[Collection entries]
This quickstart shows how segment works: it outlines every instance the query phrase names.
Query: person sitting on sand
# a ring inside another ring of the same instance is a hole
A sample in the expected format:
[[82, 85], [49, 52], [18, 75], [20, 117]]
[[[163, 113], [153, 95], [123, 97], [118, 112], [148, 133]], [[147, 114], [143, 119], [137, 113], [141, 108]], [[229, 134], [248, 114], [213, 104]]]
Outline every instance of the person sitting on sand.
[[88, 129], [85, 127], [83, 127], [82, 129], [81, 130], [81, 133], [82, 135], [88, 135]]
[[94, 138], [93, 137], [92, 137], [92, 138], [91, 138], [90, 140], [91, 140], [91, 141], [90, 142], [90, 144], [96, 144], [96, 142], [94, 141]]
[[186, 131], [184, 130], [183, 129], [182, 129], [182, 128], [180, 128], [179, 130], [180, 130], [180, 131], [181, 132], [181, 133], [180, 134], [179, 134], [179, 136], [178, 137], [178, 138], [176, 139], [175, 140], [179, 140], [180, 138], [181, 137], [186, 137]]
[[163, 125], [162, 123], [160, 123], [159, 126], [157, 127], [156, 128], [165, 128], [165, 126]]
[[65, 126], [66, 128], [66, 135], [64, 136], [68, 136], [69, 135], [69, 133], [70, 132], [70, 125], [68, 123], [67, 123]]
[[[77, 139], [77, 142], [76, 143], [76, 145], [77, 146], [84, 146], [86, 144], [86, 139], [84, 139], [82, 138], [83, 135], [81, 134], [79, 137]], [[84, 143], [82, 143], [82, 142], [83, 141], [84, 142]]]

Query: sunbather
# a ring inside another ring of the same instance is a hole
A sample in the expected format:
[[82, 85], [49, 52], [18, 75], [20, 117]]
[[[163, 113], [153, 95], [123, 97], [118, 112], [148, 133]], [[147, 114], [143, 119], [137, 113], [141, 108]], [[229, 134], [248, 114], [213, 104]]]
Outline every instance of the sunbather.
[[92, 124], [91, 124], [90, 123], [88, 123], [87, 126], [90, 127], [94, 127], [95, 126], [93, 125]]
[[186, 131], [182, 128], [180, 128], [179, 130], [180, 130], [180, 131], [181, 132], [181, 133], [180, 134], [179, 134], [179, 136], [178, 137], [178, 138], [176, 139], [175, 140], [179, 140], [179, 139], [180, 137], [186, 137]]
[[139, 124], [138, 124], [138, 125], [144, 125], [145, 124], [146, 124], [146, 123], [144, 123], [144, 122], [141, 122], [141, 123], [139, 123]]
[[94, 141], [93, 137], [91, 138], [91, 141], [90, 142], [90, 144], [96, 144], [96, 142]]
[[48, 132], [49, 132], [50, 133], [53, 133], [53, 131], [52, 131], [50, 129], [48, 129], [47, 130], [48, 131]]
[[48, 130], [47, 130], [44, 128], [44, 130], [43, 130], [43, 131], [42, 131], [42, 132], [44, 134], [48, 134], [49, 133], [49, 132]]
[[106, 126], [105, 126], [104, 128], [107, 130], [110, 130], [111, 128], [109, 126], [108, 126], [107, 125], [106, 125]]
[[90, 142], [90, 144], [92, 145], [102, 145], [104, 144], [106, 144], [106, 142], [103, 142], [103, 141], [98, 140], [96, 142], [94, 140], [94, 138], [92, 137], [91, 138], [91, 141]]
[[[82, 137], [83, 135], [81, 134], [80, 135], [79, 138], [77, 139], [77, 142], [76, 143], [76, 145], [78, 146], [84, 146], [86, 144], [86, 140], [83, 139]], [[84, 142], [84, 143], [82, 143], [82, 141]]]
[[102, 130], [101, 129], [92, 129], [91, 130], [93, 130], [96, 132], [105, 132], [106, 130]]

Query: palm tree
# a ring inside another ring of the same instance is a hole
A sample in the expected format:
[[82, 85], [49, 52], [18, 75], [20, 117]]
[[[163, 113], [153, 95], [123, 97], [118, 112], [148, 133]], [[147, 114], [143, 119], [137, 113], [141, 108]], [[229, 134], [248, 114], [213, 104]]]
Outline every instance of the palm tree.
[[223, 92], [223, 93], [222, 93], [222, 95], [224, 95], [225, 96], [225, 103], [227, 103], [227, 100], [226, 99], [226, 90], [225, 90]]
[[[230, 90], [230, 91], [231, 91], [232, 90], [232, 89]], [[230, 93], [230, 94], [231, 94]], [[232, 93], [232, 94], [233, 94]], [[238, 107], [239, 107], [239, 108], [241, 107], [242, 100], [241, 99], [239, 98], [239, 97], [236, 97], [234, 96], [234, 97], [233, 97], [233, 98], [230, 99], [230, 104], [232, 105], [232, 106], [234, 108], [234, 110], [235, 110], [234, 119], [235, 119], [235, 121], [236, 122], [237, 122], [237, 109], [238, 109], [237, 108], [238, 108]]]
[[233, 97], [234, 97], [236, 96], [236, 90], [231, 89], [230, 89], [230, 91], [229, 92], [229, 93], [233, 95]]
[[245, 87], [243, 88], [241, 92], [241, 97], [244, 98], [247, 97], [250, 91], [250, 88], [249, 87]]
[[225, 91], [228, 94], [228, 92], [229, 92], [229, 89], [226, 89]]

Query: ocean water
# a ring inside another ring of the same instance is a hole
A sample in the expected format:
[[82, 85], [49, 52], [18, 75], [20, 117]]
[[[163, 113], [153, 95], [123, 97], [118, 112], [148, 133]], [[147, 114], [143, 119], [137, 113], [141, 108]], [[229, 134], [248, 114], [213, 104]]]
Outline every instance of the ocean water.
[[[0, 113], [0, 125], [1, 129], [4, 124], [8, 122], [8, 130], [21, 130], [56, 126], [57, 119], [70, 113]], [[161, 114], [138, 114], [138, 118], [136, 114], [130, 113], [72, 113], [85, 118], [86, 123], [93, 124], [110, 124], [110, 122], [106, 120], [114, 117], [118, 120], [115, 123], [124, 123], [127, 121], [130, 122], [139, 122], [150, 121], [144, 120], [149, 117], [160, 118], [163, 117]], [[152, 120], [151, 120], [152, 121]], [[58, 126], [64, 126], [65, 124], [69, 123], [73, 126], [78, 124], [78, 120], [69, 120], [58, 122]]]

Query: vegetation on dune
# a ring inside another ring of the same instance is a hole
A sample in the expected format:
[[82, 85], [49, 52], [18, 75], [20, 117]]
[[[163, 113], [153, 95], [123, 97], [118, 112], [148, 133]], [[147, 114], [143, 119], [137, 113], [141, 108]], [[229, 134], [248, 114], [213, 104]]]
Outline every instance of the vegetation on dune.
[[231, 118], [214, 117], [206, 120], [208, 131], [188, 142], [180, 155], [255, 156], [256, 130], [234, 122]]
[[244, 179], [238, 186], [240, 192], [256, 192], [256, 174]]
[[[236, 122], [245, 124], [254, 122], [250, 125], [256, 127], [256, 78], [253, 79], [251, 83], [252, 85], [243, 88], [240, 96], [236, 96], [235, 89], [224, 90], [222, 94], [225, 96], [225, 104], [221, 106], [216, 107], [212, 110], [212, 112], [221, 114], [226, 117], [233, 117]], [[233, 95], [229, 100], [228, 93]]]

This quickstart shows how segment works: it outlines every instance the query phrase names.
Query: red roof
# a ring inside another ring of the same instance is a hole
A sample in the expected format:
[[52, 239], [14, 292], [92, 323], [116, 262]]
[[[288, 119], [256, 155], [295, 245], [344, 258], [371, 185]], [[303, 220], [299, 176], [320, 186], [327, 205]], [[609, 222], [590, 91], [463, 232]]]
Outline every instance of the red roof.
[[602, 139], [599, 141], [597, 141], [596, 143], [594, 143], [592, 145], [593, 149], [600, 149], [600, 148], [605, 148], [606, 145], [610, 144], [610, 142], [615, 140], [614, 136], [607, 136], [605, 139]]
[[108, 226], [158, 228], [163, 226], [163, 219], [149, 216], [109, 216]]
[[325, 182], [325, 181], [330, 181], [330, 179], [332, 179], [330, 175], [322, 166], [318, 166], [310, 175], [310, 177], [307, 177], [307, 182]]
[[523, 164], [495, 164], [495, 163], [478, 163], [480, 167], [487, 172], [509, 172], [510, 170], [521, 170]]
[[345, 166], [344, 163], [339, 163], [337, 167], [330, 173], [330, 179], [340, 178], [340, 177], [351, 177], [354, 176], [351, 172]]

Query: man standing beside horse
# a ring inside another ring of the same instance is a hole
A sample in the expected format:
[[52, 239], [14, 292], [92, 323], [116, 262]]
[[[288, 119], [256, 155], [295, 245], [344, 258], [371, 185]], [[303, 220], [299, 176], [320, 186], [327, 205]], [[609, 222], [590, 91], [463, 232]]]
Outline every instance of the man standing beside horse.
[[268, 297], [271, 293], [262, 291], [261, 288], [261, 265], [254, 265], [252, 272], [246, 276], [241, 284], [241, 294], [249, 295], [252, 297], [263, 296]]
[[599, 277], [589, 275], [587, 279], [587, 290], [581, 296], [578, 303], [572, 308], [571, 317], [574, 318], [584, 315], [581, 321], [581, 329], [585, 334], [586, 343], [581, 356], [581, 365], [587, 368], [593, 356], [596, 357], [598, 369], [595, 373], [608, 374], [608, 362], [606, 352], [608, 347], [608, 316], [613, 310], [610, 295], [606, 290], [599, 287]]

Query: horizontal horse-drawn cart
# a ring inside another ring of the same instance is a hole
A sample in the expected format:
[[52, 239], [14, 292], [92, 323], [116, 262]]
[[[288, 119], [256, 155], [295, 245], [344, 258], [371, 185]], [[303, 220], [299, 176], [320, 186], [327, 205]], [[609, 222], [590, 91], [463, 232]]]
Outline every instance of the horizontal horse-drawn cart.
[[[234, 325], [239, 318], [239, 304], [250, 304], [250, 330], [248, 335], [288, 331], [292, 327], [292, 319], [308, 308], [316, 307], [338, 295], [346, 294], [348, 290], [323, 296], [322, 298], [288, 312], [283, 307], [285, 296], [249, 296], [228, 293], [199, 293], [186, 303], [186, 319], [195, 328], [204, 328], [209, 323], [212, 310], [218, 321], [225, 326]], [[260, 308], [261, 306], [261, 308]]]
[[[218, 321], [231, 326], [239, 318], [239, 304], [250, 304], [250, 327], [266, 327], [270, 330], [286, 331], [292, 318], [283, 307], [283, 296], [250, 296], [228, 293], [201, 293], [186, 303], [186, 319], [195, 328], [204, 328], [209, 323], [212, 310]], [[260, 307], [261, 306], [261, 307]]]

What is needed: Rewrite as a numbered list the lines beginning at the line that contains "Query: sunbather" and ending after the line that contains "126], [93, 125]]", omitting any blank lines.

Output for this exercise:
1. Query: sunbather
2. # a ring inside another ring of the same instance is a hole
3. A sample in the expected format:
4. [[82, 85], [49, 52], [18, 75], [20, 117]]
5. [[[163, 113], [153, 95], [123, 97], [118, 112], [148, 133]], [[147, 114], [143, 119], [137, 113], [141, 108]], [[229, 134], [248, 114], [213, 104]]]
6. Outline every instance of the sunbather.
7. [[92, 124], [91, 124], [90, 123], [88, 123], [87, 126], [90, 127], [94, 127], [95, 126], [93, 125]]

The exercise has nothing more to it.